> The data:
########

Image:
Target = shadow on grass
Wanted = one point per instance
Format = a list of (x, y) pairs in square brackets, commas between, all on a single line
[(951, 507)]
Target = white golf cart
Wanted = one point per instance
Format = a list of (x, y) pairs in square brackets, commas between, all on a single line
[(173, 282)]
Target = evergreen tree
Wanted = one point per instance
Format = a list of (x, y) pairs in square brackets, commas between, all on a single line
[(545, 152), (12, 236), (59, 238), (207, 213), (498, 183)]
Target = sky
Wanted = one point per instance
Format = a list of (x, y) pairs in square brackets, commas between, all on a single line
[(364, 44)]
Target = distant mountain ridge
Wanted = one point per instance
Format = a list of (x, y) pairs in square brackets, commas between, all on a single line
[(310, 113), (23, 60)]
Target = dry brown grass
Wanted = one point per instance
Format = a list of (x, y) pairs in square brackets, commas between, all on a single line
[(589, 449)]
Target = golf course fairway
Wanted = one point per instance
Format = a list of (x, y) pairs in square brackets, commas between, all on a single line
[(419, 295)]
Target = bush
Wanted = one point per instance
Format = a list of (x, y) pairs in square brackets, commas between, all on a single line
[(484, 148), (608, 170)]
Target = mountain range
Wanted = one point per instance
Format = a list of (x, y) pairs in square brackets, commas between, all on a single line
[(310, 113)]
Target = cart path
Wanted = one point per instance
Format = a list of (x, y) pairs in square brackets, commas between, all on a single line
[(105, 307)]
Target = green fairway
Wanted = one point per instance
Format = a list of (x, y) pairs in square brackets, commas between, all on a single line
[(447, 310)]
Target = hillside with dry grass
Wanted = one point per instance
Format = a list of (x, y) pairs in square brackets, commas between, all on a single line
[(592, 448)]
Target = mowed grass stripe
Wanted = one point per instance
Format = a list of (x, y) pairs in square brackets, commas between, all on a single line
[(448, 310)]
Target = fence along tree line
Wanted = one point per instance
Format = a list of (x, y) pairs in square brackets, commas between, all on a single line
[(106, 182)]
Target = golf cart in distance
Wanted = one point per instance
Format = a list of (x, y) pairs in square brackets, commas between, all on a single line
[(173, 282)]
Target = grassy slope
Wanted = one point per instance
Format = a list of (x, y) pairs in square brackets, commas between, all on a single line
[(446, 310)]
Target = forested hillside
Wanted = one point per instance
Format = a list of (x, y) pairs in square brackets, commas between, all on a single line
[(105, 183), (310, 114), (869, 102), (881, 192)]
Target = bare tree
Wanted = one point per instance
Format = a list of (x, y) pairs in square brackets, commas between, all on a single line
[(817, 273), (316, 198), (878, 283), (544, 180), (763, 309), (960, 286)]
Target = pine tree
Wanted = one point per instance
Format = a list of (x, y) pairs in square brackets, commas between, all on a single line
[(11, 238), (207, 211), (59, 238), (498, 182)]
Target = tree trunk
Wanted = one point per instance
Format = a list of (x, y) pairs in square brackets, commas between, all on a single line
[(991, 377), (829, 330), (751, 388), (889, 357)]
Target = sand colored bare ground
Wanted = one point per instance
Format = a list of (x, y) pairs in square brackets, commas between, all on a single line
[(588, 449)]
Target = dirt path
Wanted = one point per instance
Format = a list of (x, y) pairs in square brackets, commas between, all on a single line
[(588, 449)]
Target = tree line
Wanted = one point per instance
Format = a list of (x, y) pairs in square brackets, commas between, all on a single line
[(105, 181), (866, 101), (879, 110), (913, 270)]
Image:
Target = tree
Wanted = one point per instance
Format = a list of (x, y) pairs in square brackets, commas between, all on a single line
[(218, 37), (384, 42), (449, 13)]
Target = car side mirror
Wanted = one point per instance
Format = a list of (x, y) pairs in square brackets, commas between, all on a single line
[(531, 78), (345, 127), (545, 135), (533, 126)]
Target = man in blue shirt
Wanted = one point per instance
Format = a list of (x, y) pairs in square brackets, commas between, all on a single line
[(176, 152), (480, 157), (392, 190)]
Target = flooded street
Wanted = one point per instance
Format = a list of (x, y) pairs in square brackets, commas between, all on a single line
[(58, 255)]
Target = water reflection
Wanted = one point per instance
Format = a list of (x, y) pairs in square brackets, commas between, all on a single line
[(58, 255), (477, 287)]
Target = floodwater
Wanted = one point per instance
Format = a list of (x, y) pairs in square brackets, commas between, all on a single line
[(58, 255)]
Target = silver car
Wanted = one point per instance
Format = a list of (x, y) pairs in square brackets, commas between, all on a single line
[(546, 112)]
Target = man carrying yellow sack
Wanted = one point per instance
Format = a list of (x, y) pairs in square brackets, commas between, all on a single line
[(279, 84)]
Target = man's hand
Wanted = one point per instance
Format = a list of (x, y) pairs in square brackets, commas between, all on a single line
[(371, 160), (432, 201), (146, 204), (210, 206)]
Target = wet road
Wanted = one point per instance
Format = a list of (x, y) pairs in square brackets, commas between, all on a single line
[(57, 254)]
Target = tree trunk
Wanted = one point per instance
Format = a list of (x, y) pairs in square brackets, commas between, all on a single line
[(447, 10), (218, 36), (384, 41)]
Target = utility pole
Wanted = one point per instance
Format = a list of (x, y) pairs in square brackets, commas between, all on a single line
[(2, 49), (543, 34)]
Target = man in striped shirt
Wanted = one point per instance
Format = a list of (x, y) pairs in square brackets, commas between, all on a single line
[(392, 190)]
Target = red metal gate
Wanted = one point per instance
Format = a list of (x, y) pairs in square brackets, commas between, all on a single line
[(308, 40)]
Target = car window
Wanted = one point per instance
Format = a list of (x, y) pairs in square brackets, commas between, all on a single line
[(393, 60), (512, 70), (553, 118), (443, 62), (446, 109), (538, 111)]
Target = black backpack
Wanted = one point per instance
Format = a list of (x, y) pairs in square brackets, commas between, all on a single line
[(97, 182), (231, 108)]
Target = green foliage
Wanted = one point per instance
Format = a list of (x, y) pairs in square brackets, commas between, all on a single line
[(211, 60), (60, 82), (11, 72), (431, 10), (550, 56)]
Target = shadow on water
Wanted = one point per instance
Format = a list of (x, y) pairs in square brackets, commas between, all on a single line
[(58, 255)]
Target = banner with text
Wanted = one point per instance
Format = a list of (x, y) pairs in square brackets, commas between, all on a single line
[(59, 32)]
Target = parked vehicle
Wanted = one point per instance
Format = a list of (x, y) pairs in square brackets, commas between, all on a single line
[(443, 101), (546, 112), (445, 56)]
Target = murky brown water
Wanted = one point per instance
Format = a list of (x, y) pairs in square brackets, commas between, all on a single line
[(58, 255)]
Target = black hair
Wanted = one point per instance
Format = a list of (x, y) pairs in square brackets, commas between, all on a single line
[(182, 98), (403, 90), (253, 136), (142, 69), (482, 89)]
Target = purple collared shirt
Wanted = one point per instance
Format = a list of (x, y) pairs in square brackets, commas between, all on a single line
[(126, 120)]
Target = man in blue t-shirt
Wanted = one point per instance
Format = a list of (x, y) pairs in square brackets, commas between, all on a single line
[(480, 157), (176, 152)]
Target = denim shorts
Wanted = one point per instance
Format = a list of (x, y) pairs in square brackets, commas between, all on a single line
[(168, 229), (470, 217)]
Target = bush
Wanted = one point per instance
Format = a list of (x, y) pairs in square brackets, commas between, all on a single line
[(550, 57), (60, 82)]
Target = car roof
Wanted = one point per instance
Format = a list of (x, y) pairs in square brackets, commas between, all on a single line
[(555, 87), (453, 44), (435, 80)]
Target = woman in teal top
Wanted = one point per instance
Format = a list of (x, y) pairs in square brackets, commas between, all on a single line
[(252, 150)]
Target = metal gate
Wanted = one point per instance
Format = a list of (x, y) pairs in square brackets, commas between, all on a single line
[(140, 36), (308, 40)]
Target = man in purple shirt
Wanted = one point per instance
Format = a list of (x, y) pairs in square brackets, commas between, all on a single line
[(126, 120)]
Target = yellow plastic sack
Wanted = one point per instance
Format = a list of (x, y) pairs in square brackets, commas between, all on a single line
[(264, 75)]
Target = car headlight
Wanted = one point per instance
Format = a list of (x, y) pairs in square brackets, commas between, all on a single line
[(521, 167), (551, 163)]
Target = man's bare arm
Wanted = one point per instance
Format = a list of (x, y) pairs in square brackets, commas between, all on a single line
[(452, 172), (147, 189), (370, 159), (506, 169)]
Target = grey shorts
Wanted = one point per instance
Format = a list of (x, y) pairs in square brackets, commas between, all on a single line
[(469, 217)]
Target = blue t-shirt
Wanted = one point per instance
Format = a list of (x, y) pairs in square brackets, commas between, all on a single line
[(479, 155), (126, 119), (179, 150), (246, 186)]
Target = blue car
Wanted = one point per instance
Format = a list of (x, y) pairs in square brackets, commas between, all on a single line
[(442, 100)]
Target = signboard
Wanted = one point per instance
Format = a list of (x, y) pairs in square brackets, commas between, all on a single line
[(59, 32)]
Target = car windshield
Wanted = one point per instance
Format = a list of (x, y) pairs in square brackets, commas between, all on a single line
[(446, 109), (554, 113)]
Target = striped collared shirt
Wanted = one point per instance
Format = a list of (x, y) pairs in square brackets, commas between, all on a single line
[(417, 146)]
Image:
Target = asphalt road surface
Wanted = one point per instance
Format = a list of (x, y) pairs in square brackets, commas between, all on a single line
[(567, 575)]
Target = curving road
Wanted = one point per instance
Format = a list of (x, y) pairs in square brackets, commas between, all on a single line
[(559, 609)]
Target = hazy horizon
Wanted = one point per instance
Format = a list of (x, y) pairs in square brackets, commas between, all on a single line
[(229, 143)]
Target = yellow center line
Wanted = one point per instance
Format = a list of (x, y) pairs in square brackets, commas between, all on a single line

########

> Exercise brief: Using the material above, return every line that holds the string "road".

> Exercise answer:
Target = wet road
Target = asphalt road surface
Target = curving road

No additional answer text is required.